### What you have to do
Your answer must be the full listing, reproduced exactly.

[Supplied data]

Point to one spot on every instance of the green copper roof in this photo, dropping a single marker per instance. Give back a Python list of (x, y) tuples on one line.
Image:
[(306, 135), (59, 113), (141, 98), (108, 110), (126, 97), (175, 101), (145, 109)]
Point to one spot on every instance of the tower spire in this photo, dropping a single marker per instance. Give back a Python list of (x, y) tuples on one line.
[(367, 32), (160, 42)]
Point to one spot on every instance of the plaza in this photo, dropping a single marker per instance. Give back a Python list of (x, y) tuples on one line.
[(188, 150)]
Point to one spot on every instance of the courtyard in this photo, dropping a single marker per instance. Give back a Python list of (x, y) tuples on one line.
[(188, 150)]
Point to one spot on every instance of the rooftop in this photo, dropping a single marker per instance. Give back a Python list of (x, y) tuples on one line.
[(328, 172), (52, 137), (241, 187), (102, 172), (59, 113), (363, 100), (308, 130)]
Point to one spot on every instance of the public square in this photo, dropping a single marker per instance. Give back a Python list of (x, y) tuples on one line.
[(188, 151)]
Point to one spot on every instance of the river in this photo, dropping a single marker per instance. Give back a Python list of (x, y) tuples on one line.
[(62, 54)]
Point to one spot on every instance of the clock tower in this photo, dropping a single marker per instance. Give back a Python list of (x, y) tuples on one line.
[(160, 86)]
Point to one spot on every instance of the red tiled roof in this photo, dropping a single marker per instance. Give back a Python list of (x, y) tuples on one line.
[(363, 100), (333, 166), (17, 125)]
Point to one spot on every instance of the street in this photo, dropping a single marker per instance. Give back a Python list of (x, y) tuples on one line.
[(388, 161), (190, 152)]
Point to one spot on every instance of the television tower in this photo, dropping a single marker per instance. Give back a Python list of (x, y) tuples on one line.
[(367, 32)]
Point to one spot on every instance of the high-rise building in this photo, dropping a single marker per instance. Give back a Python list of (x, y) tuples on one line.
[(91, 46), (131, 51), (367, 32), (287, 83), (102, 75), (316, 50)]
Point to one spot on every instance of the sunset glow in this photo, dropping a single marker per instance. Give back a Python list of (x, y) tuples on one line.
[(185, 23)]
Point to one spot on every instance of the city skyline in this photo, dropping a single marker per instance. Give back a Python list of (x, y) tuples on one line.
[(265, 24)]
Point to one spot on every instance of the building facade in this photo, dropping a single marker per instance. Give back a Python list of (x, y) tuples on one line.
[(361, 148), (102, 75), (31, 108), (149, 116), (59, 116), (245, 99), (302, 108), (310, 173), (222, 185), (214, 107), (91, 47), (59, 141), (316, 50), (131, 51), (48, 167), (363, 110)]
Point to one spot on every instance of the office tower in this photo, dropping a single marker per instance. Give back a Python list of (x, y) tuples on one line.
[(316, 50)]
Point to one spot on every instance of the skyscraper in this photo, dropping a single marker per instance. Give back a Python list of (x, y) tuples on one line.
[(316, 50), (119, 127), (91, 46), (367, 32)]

[/Supplied data]

### Solution to the problem
Point to one spot on every instance of the green copper roof in this photo, dropping a single marker per instance. Give back a Python list of (x, y) tuples on one line.
Image:
[(306, 135), (59, 113), (141, 98), (108, 110), (126, 97), (175, 101), (145, 109)]
Point to one spot on every instance of the tower spire in this photo, dropping a single marker per instance. Give back a Python list of (x, y) tuples on one line.
[(367, 32), (160, 42)]
Point to one spot on every instance of the plaza in this photo, dropping a single marker per instance. Give back a Python list of (x, y) tuples on one line.
[(188, 150)]
Point to one spot on every instance of the courtyard in this photo, dropping a single marker per instance. Give back a Python list of (x, y) tuples on one line.
[(188, 150)]
Point to one spot on every instance of the rooftop in this photo, dropping a single marker per instance. Give back a Python list of (x, y) tuples on one line.
[(328, 172), (52, 137), (241, 187), (102, 172), (59, 113), (363, 100), (308, 130)]
Point to one spot on every instance of the public square in this photo, dropping a single marker per instance. Give back a Python list of (x, y) tuples on one line.
[(188, 151)]
Point to one spot on every instance of the river in this photo, dropping a single marker per instance. Give back a Python list of (x, y) tuples on one line.
[(62, 54)]
Point to one spot on every instance of the clock tower in this photo, dropping a single marker per instance. Give back a Python list of (x, y) tuples on one line.
[(160, 86)]
Point to one spot on every instance of the red tiled roof in this photo, dropping a single marker per instance. Give back a Python list of (x, y) tuples on one line.
[(363, 100), (333, 166), (17, 125)]
Point to one spot on every instance of the street in this photo, dropping a single marker per instance. Give back a Python list of (x, y) tuples on one line.
[(388, 161), (190, 152)]
Point to one spot on every instance of the television tower in this photo, dropping a single marker per instance. Give back a Python list of (x, y) tuples on one line.
[(367, 32)]
Point to one spot on every instance of the high-rise building in this photo, dropping a single marker per instance. Give back a Python list of (x, y) tuples on one line.
[(91, 46), (131, 51), (367, 32), (287, 83), (102, 75), (316, 50)]
Point to one spot on every instance of the sunset glow in this photo, dropping a single marker per instance. Give back a Python list of (x, y) tuples on one line.
[(185, 23)]
Point to one spot on every instance of the city skyline in this photo, dropping a single marker per instance. Give back a Python list of (x, y) tuples on one line.
[(265, 24)]
Point to one spot on every instance of the building facade in this photo, dropping a single marker per instance. Give back a Python list of (x, y) tuples on one line.
[(361, 148), (102, 75), (31, 108), (149, 116), (59, 116), (245, 99), (302, 108), (310, 173), (222, 185), (214, 107), (91, 47), (59, 141), (316, 50), (131, 51), (48, 167), (363, 110)]
Point to one spot on every instance of the office tower in this photo, dropping a single marker per instance. Give back a Python list of (x, y) tuples on one line.
[(316, 50)]
Point to one spot on every instance of the skyscraper in this photo, dropping a single marker per instance. Give back a Python list of (x, y) tuples on one line.
[(316, 50), (119, 127), (91, 46), (367, 32)]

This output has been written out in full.